Problem a -
Answer these questions about the 2000–01 basketball season page, one per line:
(i) Which team won the BBL Trophy?
(ii) How many teams competed in the season?
(iii) On what date did the season end?
## Begin Page extract
- League: British Basketball League
- Sport: Basketball

Roll of Honour
- BBL champions: N Sheffield Sharks S London Towers
- Play Off's champions: Leicester Riders
- National Cup champions: Leicester Riders
- BBL Trophy champions: Chester Jets

British Basketball League seasons
- ← 1999–20002001–02 →

= 2000–01 British Basketball League season =

The 2000–01 BBL season, the 14th since its establishment of the British Basketball League, commenced on 30 September 2000 and ended on 7 April 2001, with a total of 13 teams competing. The regular season saw teams split into two geographically divided Conferences, seven in the North and six in the South, with northern teams playing 36 games and southern teams playing 34 games each. Sheffield Sharks were crowned winners of the North, while London Towers dominated the South, both teams tallying 27 wins in the regular season.
## End Page extract
Problem b - Return each line of the records below that contains the word "black".
## Begin Data
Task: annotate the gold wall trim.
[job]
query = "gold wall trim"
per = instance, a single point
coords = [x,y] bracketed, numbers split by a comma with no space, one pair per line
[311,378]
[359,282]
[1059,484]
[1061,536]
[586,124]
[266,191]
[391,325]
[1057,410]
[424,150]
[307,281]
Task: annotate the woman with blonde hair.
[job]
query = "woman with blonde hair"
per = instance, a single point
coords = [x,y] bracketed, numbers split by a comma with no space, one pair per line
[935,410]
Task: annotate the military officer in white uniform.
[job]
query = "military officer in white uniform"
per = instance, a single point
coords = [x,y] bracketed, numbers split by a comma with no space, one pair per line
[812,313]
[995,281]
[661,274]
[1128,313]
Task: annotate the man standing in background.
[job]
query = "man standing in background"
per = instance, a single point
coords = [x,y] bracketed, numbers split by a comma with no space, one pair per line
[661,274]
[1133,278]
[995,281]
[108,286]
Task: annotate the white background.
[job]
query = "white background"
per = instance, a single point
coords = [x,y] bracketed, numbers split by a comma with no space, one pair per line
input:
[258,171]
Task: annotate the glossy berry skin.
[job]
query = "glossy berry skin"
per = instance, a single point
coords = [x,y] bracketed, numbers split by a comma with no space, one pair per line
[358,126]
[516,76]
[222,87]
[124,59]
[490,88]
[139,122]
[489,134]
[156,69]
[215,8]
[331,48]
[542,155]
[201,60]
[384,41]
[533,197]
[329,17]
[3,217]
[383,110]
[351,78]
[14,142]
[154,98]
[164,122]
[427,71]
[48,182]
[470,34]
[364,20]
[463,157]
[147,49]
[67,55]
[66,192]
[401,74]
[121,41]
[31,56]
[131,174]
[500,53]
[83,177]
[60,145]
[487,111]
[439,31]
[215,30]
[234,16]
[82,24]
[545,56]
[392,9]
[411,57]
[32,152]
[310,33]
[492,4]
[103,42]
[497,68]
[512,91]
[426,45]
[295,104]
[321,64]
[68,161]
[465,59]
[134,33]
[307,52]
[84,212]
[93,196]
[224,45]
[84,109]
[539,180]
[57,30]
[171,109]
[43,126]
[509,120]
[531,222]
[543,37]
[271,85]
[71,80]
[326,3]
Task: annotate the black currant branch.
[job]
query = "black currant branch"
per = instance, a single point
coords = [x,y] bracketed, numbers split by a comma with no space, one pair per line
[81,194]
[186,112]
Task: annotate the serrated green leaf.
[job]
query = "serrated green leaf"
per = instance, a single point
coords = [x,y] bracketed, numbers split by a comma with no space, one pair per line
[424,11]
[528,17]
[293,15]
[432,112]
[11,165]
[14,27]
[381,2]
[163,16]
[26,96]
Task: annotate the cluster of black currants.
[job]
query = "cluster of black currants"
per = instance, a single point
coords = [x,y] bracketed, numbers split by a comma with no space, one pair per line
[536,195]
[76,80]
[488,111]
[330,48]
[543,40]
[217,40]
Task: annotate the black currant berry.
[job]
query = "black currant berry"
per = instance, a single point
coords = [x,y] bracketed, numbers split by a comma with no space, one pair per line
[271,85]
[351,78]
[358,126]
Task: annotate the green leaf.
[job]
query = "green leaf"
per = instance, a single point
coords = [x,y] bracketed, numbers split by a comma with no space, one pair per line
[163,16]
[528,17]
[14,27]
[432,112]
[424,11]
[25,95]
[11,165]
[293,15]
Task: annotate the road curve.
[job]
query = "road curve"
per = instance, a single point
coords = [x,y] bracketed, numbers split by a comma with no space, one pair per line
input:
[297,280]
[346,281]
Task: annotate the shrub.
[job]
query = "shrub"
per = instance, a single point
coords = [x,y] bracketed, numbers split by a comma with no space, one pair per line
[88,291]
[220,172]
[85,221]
## End Data
Written solution a -
(i) Chester Jets
(ii) 13
(iii) 7 April 2001

Written solution b -
Task: annotate the black currant branch.
query = "black currant branch"
Task: annotate the cluster of black currants.
query = "cluster of black currants"
Task: annotate the black currant berry.
query = "black currant berry"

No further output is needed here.